■ Bacaan Pilihan ■
/---

Senin 01 Oct 2018 14:34 WIB

Thailand, Saingan Indonesia dalam Industri Fashion Muslim

Ketersediaan bahan baku Thailand lebih besar dibandingkan Indonesia yang masih impor.

Rep: Adinda Pryanka/ Red: Friska Yolanda
Lomba fashion busana Muslim anak dalam acara Lombok Umrah dan Haji Expo 2018 di Islamic Center NTB, Senin (21/5).
Foto: Republika/Fuji Eka Permana
Lomba fashion busana Muslim anak dalam acara Lombok Umrah dan Haji Expo 2018 di Islamic Center NTB, Senin (21/5).

REPUBLIKA.CO.ID, JAKARTA -- Direktur Jenderal Industri Kecil dan Menengah (IKM) Kementerian Perindustrian (Kemenperin) Gati Wibawaningsih menyebutkan, Thailand dan Cina masih menjadi saingan terbesar Indonesia dalam industri fashion Muslim. Sebab, keduanya memiliki ketersediaan bahan baku lebih tinggi dibanding dengan Indonesia yang masih harus impor.

Gati menjelaskan, kebutuhan Indonesia untuk impor tersebut menyebabkan harga tidak kompetitif. Dibanding dengan Thailand dan Cina, harga jual produk fashion Indonesia justru lebih tinggi. Tapi, terlepas dari itu, kualitas desain perancang busana muslim lokal masih baik. "Buktinya, desainer kita banyak yang berkiprah di luar negeri," tuturnya ketika ditemui usai pembukaan Indonesia Moslem Fashion Expo di Gedung Kemenperin, Jakarta, Senin (1/10).

Gati memberi contoh Dian Pelangi dan Itang Yunasz yang sedang menampilkan karya mereka di San Fransisco, Amerika. Akhir tahun, Indonesia Fashion Chamber (IFC) juga akan fashion show di Paris. Keterlibatan perancang lokal di panggung global ini menjadi bukti bahwa konsep fashion Muslim Indonesia sudah diterima pasar internasional.

\---

■ Cuplikan Data ■
/---

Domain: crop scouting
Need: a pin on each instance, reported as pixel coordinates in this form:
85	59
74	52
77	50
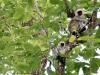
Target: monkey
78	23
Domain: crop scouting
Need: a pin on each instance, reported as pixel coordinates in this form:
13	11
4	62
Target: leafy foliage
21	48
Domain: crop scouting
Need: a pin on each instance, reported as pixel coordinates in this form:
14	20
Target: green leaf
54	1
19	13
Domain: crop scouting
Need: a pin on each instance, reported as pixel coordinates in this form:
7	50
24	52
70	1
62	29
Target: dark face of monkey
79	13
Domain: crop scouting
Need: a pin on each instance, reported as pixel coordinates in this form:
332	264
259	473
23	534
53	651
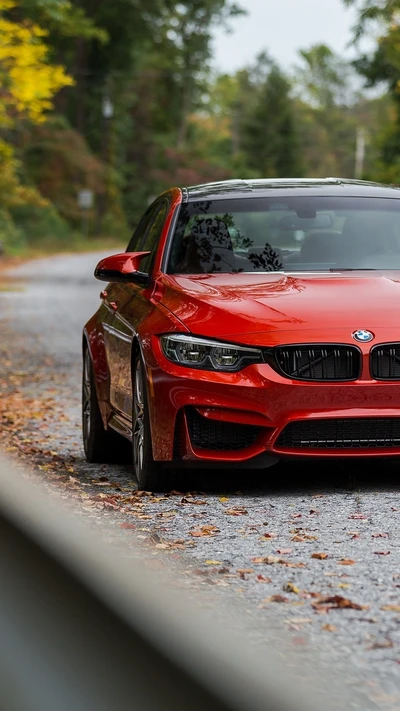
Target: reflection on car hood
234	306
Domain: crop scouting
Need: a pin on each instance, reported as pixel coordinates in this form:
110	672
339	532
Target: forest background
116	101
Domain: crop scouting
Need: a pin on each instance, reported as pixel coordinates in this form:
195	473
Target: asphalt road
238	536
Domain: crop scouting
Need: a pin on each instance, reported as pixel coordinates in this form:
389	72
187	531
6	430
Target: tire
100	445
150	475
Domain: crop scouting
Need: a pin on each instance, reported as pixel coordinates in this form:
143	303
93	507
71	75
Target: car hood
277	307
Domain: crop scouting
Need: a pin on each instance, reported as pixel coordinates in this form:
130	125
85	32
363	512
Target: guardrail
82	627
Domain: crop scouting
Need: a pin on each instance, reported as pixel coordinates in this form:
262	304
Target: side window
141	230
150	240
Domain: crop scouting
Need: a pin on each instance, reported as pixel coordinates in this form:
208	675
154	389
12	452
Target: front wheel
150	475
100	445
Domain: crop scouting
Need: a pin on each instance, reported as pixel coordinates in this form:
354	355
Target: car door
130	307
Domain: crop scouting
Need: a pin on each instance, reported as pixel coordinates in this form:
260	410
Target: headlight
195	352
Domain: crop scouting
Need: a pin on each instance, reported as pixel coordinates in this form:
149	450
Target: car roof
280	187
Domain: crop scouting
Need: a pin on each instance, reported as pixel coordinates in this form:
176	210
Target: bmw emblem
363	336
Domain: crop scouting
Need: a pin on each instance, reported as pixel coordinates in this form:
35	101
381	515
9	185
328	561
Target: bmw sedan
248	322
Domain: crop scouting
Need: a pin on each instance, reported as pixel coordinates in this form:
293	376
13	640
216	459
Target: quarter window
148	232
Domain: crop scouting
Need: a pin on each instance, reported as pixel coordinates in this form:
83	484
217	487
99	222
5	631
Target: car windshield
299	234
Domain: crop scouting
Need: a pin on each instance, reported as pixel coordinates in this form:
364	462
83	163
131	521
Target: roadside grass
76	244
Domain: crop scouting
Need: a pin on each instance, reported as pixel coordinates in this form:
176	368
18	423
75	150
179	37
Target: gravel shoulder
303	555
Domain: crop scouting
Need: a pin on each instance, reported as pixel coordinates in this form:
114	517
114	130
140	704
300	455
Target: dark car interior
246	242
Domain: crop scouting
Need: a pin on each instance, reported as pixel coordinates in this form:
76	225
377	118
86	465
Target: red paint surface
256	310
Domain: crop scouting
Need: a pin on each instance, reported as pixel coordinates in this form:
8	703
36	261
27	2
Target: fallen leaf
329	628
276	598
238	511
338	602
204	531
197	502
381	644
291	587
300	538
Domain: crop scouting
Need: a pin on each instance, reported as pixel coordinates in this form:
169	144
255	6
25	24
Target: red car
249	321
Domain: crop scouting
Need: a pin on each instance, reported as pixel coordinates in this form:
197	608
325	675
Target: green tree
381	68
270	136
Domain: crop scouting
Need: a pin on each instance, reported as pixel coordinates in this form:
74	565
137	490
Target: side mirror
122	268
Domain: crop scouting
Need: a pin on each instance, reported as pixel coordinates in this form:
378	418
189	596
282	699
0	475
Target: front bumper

\---
/---

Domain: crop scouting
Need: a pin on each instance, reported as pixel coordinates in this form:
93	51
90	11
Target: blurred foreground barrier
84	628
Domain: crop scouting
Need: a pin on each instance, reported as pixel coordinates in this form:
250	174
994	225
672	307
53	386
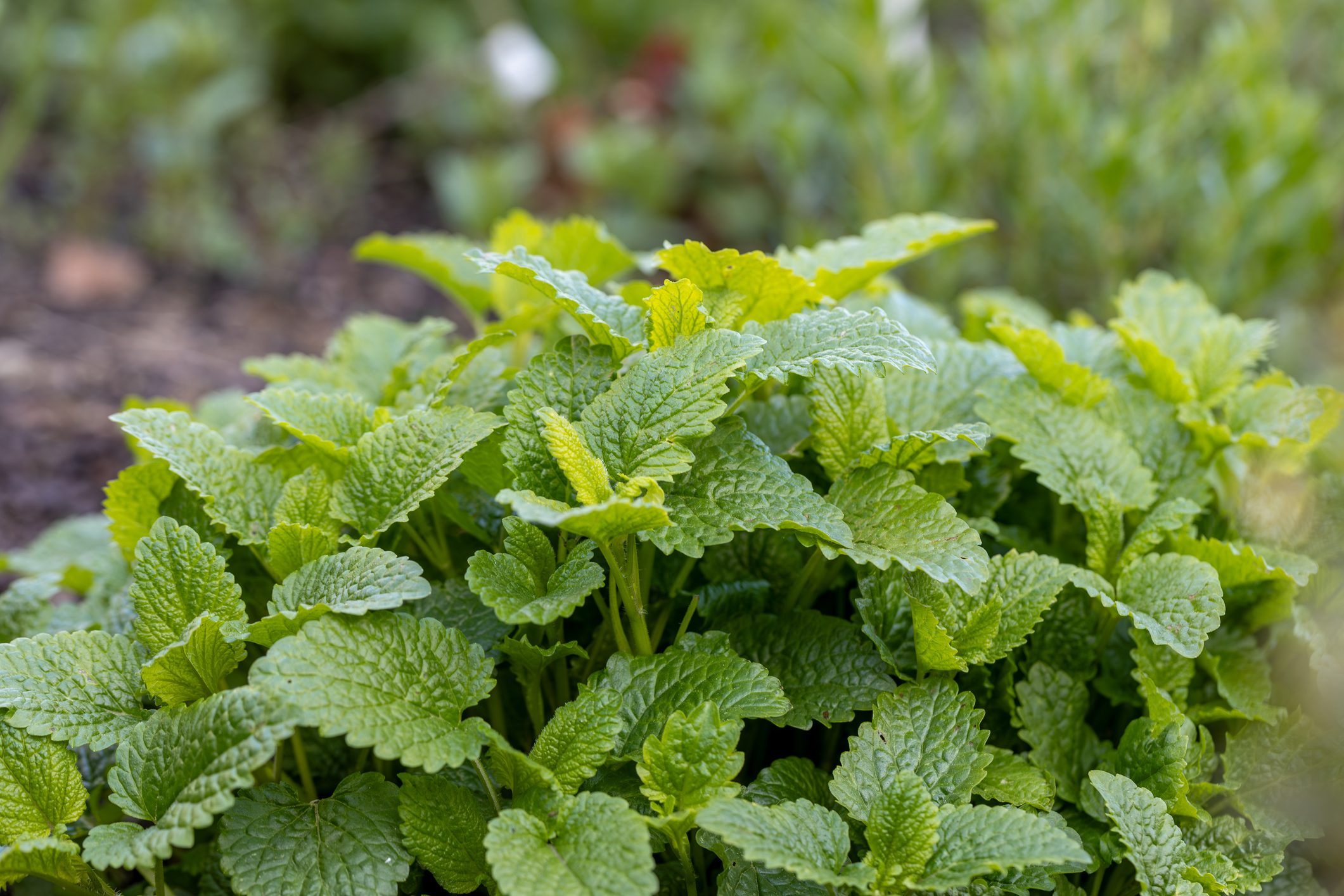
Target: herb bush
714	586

\---

■ Soal Tertulis 1 ■
Jawablah pertanyaan berikut berdasarkan artikel tentang persaingan dalam industri fashion Muslim.
(a) Menurut Gati Wibawaningsih, negara mana saja yang menjadi saingan terbesar Indonesia dalam industri fashion Muslim?
(b) Apa akibat kebutuhan Indonesia untuk mengimpor bahan baku terhadap harga produknya?
(c) Di kota mana Indonesia Fashion Chamber (IFC) akan mengadakan fashion show pada akhir tahun?
■ Soal Tertulis 2 ■
Kutiplah bagian artikel tentang industri fashion Muslim yang diawali dengan "REPUBLIKA.CO.ID, JAKARTA -- Direktur" dan berlanjut sampai "Jakarta, Senin (1/10).".
■ Soal Tertulis 3 ■
Teruskan artikel berita tentang persaingan Indonesia dalam industri fashion Muslim itu, dimulai setelah kalimat terakhir yang tercantum.

■ Hasil Pengerjaan 1 ■
(a) Thailand dan Cina.
(b) Harga menjadi tidak kompetitif, dan harga jual produk fashion Indonesia lebih tinggi dibanding Thailand dan Cina.
(c) Paris.

■ Hasil Pengerjaan 2 ■
REPUBLIKA.CO.ID, JAKARTA -- Direktur Jenderal Industri Kecil dan Menengah (IKM) Kementerian Perindustrian (Kemenperin) Gati Wibawaningsih menyebutkan, Thailand dan Cina masih menjadi saingan terbesar Indonesia dalam industri fashion Muslim. Sebab, keduanya memiliki ketersediaan bahan baku lebih tinggi dibanding dengan Indonesia yang masih harus impor.

Gati menjelaskan, kebutuhan Indonesia untuk impor tersebut menyebabkan harga tidak kompetitif. Dibanding dengan Thailand dan Cina, harga jual produk fashion Indonesia justru lebih tinggi. Tapi, terlepas dari itu, kualitas desain perancang busana muslim lokal masih baik. "Buktinya, desainer kita banyak yang berkiprah di luar negeri," tuturnya ketika ditemui usai pembukaan Indonesia Moslem Fashion Expo di Gedung Kemenperin, Jakarta, Senin (1/10).

■ Hasil Pengerjaan 3 ■
Dengan potensi ini, Kemenperin berupaya mendorong pelaku fashion lokal untuk berkiprah ke luar negeri. Tidak hanya perancang busana papan atas, pelaku IKM juga akan dilibatkan. Menurut Gati, sebanyak 20 produk dari 10 IKM siap ditampilkan dalam peragaan busana di Paris bersama IFC.

Gati mengakui, tantangan terbesar industri fashion Muslim saat ini adalah ketersediaan bahan baku. Bahan baku yang dapat diproduksi dalam negeri hanya dua, yakni pulp untuk rayon dan polyester. Tapi, polyester sendiri kini terkena Bea Masuk Anti Dumping (BMAD). Untuk permasalahan ini, Kemenperin berupaya untuk membicarakan kembali dengan pihak terkait.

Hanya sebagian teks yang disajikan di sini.